**Exercise prompt:** Gather every line below that contains the word "background", and copy each one in full. The match is case-sensitive.

**Records to process:**
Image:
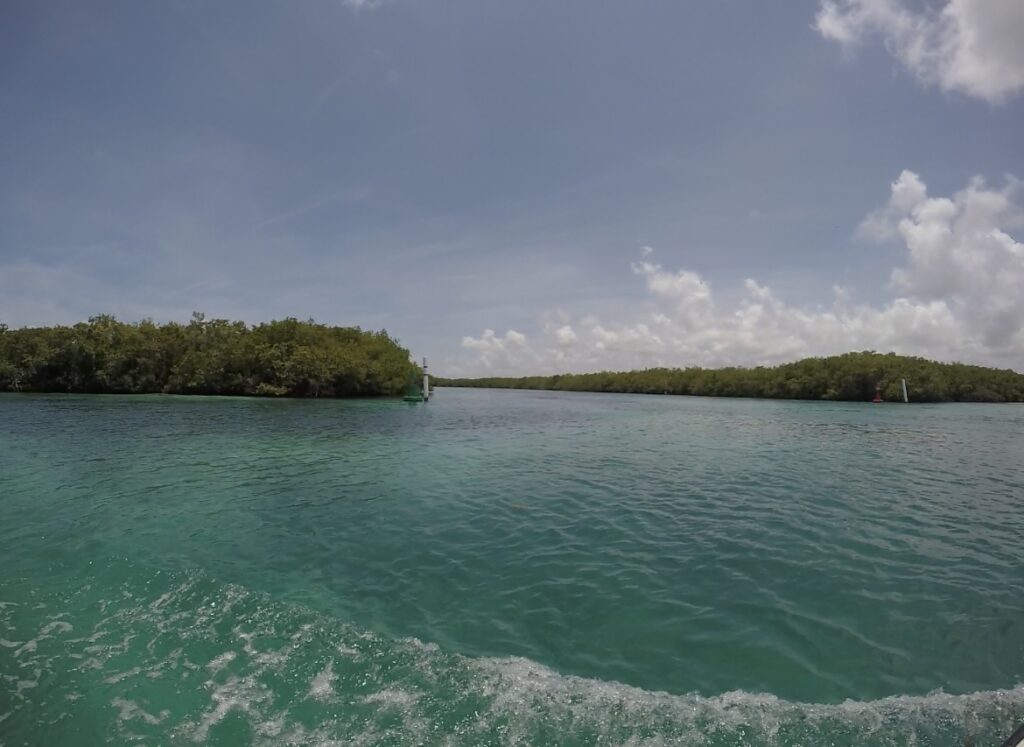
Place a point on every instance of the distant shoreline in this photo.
(851, 377)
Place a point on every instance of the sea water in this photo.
(502, 568)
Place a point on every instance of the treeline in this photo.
(205, 357)
(853, 376)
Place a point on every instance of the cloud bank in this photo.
(969, 46)
(960, 295)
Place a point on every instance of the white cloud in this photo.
(968, 46)
(498, 353)
(960, 295)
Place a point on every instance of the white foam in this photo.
(130, 710)
(221, 661)
(322, 688)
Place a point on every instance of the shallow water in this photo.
(509, 568)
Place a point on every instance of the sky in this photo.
(529, 187)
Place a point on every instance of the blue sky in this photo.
(525, 187)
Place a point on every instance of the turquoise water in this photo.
(509, 568)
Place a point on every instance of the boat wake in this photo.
(176, 658)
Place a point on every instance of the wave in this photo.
(176, 658)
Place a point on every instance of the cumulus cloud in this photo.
(958, 295)
(494, 351)
(968, 46)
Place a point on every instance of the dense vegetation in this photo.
(204, 357)
(853, 377)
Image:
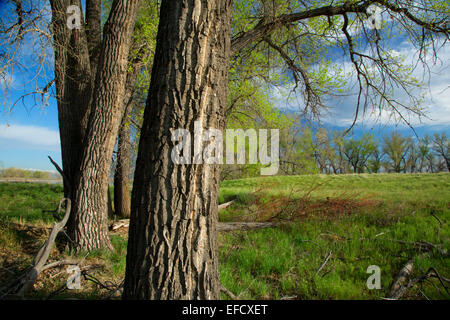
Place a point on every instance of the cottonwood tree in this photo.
(172, 237)
(395, 147)
(441, 145)
(358, 151)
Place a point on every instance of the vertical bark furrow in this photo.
(172, 248)
(105, 116)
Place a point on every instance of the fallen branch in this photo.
(23, 283)
(397, 286)
(324, 262)
(225, 205)
(221, 226)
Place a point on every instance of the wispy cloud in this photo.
(29, 136)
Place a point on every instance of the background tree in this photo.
(395, 148)
(441, 145)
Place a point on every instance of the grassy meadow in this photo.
(353, 220)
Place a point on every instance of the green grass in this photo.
(359, 224)
(283, 261)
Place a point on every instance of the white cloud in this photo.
(436, 103)
(29, 136)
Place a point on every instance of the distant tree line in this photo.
(23, 173)
(330, 152)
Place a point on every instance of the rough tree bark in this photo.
(90, 78)
(122, 200)
(172, 248)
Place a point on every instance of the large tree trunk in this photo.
(172, 246)
(90, 111)
(89, 229)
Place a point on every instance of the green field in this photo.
(362, 220)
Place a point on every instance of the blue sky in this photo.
(29, 132)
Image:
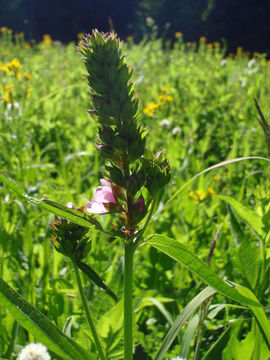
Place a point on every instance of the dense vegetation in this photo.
(240, 22)
(197, 105)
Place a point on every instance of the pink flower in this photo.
(103, 195)
(140, 204)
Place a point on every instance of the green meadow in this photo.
(198, 106)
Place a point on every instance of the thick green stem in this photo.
(88, 314)
(128, 309)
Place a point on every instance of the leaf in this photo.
(250, 217)
(68, 326)
(259, 314)
(223, 163)
(39, 326)
(247, 254)
(181, 319)
(187, 338)
(179, 252)
(93, 276)
(58, 209)
(216, 348)
(251, 346)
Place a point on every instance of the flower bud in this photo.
(158, 173)
(69, 238)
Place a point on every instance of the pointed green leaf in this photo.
(221, 164)
(259, 314)
(93, 276)
(181, 254)
(181, 319)
(38, 325)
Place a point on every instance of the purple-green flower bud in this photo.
(158, 173)
(70, 239)
(112, 94)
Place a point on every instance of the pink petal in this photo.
(96, 208)
(105, 183)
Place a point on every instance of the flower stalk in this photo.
(128, 308)
(87, 312)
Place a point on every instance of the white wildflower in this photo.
(176, 131)
(251, 63)
(34, 352)
(223, 62)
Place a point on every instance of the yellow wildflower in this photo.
(5, 69)
(163, 97)
(240, 50)
(80, 35)
(7, 97)
(47, 40)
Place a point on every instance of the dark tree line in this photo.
(238, 22)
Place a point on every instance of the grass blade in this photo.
(181, 254)
(37, 324)
(181, 319)
(58, 209)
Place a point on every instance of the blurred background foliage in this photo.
(235, 22)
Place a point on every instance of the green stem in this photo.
(87, 311)
(128, 309)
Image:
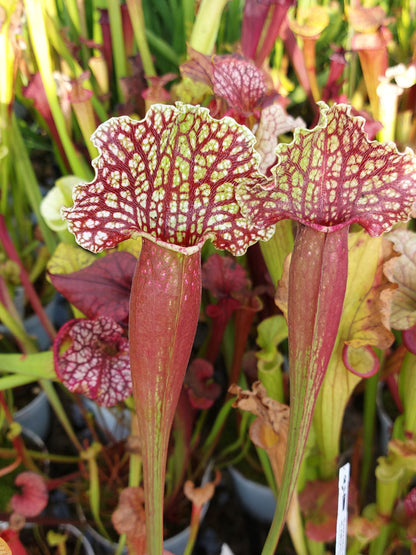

**Finished task:**
Place a point on every instance of the background tree in this photo.
Place a point on every instance of the blurred background foliage in this photo.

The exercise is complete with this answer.